> [Study text]
Start of Block

Nov 19, 2014Richard Kirsch

The policies that will deliver economic growth also center fairness, and that's what Democrats need to emphasize to keep the presidency in 2016.

The policies that will deliver economic growth also center fairness, and that's what Democrats need to emphasize to keep the presidency in 2016.

The familiar debate within the Democratic Party – move left or right – is on. In a memo to a “limited number of Democratic leaders,” Third Way, the leading organization for corporate Democrats, lays down the gauntlet: “Democrats are offering economic fairness, but voters want economic growth and prosperity.” And for good measure, Third Way declares, “And it has to be meaningful; Democrats can’t simply stick a 'growth' label on the old bottle of 'fairness' policies.”

The folks at Third Way are right about one thing; voters do want economic growth and prosperity. Where they are wrong is in their assumption that fairness can't be a part of that growth. The policies that do the most to bolster fairness are in fact the most powerful policies to move the economy forward and create broadly shared prosperity.

Progressives and Democrats don’t always make that clear. Most of the time they talk about fairness as separate from broadly-shared prosperity. The Democrat who bases his or her campaign on that crucial link will sweep into the presidency in 2016.

Policies that increase fairness are key to driving the economy forward.

Raising the minimum wage is not just about basic fairness for low-wage workers. Raising wages is about creating economy boosting jobs, not economy busting jobs. When wages are raised, workers have more money to spend, essential when 70 percent of the economy is made up of consumer spending.

An economy boosting job pays enough to cover the basics, which is why the fight for a $15 per hour minimum wage mobilizes people to action. It is about working at that wage for enough hours, with predictable schedules, so that the wages add up to a decent paycheck. It is about getting paid when you are out sick and having paid family leave, so you can care for and support your family. It is about women getting paid as much as men. It is about being able to afford your health care, so you have money to spend on other essentials and don’t end up bankrupt because of a high-cost illness. It is about increasing Social Security benefits and bolstering retirement savings, so you can keep supporting yourself and keep the economy moving well into your retirement.

These measures reward people fairly for work and are essential to rebuilding the middle class engine of the economy, as shown by the evidence collected in the Center for American Progress’s middle-out economics project.

The flip side of creating economy boosting jobs is reversing the soaring concentration of wealth. It’s not just unfair that the rich are grabbing more and more of the wealth we all create, it’s a big reason that the economy remains sluggish. When the top 1 percent capture virtually all of the economic progress, it's impossible for them to spend much of it. When corporations sit on trillions of dollars of cash because there aren’t markets for their goods, that money doesn’t go to higher wages or investment in creating jobs or other things that would boost productivity throughout the economy.

End of Block

> [Recorded information]

Start of Block

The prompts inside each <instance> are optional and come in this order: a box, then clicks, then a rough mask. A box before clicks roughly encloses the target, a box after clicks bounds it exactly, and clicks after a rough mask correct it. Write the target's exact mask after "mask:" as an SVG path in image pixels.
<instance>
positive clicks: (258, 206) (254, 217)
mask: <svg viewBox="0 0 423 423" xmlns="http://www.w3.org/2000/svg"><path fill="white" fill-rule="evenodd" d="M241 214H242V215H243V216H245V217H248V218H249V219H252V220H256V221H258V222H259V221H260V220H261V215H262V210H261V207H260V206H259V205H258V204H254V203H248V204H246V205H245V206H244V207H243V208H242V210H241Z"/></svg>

End of Block

> [Questions on the material]
a. In the article on Democratic economic policy, what share of the economy is made up of consumer spending?
b. Repeat word for word the part of the article on Democratic economic policy that begins at the words "The folks at" and stops after "the economy forward.".

> [Solutions to each task]
a. 70 percent

b.
The folks at Third Way are right about one thing; voters do want economic growth and prosperity. Where they are wrong is in their assumption that fairness can't be a part of that growth. The policies that do the most to bolster fairness are in fact the most powerful policies to move the economy forward and create broadly shared prosperity.

Progressives and Democrats don’t always make that clear. Most of the time they talk about fairness as separate from broadly-shared prosperity. The Democrat who bases his or her campaign on that crucial link will sweep into the presidency in 2016.

Policies that increase fairness are key to driving the economy forward.